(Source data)

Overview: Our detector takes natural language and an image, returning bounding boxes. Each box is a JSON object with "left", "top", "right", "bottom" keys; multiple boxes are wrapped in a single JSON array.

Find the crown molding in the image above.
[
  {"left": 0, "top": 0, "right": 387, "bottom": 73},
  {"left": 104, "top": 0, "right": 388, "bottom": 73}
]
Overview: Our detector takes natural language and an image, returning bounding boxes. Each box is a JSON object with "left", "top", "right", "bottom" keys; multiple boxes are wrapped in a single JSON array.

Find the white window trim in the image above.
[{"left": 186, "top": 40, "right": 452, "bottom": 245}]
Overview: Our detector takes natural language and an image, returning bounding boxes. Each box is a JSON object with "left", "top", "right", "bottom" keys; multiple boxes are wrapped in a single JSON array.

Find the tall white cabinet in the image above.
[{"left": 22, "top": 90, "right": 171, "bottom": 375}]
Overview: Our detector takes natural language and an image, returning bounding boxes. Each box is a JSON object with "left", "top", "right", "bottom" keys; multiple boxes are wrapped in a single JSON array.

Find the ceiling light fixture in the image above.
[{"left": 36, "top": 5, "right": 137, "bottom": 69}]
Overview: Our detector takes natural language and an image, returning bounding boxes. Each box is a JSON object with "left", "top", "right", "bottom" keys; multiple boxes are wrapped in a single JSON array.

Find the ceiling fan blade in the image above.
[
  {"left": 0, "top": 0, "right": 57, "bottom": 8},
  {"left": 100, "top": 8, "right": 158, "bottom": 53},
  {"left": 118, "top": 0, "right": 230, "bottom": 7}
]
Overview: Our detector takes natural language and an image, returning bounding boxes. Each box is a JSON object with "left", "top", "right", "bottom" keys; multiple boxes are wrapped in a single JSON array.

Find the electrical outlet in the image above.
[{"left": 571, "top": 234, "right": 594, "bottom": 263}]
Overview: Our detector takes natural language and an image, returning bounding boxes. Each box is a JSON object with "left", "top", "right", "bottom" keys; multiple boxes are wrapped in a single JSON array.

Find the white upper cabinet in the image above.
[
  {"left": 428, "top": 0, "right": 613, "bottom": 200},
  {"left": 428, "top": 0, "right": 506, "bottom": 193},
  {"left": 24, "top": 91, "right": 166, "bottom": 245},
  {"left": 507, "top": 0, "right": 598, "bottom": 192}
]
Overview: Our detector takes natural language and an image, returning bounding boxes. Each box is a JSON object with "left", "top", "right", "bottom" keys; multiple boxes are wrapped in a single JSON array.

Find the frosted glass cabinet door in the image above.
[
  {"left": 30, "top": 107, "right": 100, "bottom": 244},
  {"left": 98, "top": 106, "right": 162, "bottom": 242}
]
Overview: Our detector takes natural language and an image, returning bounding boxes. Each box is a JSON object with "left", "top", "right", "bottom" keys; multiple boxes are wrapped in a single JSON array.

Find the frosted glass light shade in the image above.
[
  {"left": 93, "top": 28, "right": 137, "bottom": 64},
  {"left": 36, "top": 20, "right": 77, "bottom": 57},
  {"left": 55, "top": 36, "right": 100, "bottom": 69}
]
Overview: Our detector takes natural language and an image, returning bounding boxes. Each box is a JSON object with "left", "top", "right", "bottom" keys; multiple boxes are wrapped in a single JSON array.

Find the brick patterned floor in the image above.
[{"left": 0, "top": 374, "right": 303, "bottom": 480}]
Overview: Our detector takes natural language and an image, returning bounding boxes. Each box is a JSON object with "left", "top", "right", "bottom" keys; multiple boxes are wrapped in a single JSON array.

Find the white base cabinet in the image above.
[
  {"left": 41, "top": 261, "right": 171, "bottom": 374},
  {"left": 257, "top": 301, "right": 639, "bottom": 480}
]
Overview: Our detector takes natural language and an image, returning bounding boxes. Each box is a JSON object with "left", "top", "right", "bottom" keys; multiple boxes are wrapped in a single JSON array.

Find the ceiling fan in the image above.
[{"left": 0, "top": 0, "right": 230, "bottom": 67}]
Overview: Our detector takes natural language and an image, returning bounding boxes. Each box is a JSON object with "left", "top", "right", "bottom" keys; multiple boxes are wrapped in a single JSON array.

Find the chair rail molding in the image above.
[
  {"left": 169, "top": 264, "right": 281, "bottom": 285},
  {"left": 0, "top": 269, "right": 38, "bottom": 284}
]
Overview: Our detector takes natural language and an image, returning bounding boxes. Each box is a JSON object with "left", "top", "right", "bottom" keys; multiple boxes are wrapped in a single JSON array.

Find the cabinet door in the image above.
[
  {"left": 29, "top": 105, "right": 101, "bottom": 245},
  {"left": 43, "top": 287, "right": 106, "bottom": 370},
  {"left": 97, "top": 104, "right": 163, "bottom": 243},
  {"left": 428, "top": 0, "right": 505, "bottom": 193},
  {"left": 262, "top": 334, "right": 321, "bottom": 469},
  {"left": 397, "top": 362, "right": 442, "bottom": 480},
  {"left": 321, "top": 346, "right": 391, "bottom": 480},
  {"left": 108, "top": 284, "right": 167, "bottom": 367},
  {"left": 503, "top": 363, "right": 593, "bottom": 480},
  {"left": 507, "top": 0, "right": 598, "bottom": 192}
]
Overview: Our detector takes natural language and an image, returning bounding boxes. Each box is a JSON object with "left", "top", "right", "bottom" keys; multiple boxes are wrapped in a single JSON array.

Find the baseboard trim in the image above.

...

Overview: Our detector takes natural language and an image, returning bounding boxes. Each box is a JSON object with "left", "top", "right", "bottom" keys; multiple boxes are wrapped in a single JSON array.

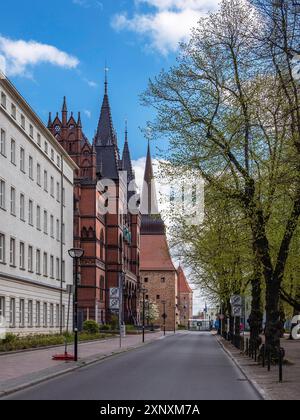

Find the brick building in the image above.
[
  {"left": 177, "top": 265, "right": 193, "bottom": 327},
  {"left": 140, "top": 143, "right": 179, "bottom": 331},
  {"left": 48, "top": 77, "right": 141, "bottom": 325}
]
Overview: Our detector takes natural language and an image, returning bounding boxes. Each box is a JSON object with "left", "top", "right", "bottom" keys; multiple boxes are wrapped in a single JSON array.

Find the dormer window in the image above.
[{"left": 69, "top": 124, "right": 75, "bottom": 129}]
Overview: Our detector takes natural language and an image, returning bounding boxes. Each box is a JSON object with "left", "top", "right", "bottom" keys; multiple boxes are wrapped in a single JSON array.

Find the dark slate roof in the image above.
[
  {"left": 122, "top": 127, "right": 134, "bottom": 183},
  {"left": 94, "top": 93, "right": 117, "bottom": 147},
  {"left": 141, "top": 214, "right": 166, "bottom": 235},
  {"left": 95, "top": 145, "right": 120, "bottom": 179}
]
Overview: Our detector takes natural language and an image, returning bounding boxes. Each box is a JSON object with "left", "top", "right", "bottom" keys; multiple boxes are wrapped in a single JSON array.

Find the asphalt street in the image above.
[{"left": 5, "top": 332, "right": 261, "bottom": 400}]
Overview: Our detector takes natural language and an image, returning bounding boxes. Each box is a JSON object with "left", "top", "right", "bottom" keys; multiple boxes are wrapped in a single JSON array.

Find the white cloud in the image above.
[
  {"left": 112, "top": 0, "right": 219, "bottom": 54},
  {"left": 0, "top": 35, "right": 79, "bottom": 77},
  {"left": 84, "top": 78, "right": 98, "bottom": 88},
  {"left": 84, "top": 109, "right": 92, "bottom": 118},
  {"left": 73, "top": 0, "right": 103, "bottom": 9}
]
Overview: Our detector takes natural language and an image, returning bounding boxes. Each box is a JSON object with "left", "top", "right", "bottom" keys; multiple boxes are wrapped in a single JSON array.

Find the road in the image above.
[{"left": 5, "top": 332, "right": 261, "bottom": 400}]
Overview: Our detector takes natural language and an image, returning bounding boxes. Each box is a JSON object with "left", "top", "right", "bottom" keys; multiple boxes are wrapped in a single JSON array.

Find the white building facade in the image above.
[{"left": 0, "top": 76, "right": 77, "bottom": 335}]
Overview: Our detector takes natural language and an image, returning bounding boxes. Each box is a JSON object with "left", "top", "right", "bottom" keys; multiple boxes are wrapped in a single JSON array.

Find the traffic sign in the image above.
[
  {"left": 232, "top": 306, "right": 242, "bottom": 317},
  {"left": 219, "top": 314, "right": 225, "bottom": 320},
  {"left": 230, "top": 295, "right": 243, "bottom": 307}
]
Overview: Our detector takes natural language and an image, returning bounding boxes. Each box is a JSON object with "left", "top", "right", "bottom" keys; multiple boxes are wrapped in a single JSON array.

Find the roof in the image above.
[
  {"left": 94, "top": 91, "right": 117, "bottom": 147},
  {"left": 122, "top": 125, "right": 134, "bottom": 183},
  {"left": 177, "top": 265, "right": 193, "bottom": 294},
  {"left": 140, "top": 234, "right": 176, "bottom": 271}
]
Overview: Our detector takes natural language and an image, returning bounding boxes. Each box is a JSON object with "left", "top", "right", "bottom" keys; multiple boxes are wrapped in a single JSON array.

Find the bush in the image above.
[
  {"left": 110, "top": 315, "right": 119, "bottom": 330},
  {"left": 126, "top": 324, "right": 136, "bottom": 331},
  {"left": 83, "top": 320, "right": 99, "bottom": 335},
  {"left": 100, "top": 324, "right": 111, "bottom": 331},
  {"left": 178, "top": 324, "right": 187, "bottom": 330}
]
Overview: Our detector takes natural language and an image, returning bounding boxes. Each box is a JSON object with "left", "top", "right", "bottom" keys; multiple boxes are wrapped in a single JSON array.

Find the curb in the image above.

* * *

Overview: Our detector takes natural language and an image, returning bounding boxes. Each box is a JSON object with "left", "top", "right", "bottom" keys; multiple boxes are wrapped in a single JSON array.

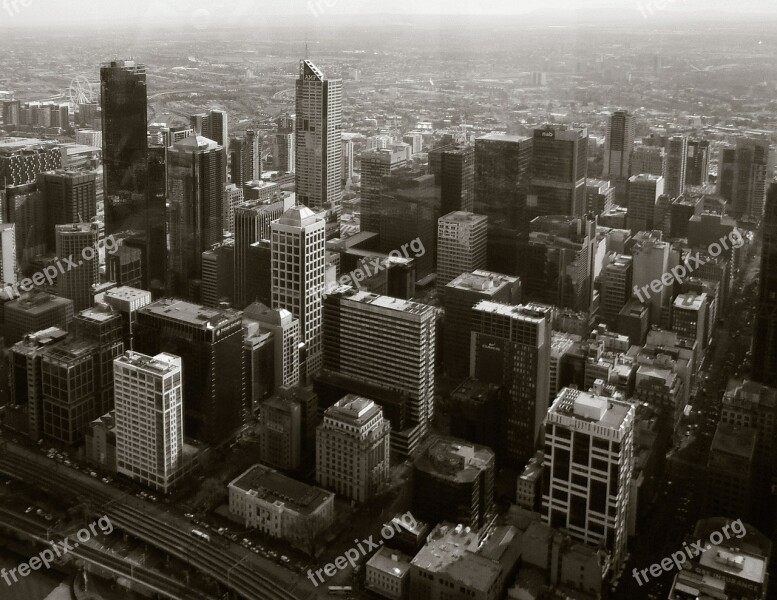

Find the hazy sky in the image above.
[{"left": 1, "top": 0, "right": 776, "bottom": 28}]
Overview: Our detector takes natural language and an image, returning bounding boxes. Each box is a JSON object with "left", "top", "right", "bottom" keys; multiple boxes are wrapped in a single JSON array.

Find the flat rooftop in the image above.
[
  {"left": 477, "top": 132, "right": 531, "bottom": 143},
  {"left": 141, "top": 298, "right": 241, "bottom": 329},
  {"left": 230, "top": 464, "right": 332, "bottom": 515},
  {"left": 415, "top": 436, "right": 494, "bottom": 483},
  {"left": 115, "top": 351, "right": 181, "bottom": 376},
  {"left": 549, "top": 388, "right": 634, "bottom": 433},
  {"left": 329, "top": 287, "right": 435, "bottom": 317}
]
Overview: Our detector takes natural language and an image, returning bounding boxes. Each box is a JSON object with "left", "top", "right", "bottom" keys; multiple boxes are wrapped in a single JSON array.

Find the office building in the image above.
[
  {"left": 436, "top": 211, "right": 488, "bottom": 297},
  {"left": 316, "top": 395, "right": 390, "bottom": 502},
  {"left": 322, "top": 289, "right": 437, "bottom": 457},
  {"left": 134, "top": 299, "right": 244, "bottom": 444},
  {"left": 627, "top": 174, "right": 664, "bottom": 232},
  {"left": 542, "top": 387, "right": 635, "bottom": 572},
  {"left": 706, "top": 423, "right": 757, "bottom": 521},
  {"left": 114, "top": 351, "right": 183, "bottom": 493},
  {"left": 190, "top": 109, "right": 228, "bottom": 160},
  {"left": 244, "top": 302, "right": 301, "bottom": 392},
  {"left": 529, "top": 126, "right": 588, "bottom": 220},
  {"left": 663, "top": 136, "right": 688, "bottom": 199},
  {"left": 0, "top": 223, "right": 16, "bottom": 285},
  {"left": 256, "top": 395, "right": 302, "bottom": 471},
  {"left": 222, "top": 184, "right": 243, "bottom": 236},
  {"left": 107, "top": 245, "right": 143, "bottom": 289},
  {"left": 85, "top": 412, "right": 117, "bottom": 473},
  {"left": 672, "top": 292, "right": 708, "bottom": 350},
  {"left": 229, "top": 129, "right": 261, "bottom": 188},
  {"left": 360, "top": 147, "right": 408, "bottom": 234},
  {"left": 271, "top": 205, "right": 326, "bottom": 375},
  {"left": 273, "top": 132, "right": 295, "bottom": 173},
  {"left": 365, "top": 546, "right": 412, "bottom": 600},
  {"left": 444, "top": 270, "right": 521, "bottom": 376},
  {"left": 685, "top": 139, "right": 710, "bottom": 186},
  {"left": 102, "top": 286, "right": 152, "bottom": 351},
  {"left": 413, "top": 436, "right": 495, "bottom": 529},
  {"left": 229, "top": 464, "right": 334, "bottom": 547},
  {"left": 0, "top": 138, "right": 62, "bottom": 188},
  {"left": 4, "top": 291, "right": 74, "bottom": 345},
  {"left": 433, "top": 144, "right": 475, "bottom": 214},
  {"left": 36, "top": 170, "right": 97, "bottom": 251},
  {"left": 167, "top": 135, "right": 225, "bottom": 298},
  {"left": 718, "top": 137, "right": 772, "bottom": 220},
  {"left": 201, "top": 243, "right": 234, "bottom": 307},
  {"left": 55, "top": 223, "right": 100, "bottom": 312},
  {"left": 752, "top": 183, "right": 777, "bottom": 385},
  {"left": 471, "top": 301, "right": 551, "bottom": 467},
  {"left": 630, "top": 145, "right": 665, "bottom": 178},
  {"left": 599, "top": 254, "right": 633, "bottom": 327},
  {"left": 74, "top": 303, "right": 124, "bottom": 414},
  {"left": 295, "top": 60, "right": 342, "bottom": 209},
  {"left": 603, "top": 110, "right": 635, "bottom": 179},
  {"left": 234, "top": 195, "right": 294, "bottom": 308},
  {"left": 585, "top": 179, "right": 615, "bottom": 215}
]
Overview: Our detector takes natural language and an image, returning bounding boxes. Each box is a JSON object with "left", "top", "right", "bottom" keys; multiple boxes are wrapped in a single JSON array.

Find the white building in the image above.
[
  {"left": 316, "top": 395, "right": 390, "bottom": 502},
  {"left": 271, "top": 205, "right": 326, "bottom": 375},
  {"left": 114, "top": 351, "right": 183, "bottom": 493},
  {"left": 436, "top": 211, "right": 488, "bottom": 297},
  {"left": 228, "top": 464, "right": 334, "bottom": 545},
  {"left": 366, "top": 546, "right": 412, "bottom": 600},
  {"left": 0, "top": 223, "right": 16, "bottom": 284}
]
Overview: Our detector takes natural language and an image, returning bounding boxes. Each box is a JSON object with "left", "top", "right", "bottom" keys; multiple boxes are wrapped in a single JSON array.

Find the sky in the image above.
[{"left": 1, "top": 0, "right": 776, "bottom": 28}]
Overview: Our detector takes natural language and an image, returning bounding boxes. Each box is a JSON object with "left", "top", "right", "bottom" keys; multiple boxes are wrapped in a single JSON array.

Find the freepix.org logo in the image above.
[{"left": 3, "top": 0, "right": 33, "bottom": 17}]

■ **WORK REQUIRED**:
There is a line with "Find the cabinet door in the image above." and a line with "Find the baseboard trim in the image above." above. Copy exactly those two lines and all lines between them, with nothing else.

■ **RESULT BELOW**:
Find the cabinet door in the image above.
[
  {"left": 29, "top": 105, "right": 101, "bottom": 245},
  {"left": 43, "top": 287, "right": 106, "bottom": 370},
  {"left": 97, "top": 104, "right": 163, "bottom": 243},
  {"left": 428, "top": 0, "right": 505, "bottom": 193},
  {"left": 262, "top": 334, "right": 321, "bottom": 469},
  {"left": 397, "top": 362, "right": 442, "bottom": 480},
  {"left": 321, "top": 346, "right": 391, "bottom": 480},
  {"left": 108, "top": 284, "right": 167, "bottom": 367},
  {"left": 503, "top": 363, "right": 593, "bottom": 480},
  {"left": 507, "top": 0, "right": 598, "bottom": 192}
]
Overview: Our detector takes natural language and an image, returning bounding boxes. Each box is a JSON object with "left", "top", "right", "bottom" keys; multiple boxes are wrapped in a single JSON array.

Find the baseboard trim in the image above.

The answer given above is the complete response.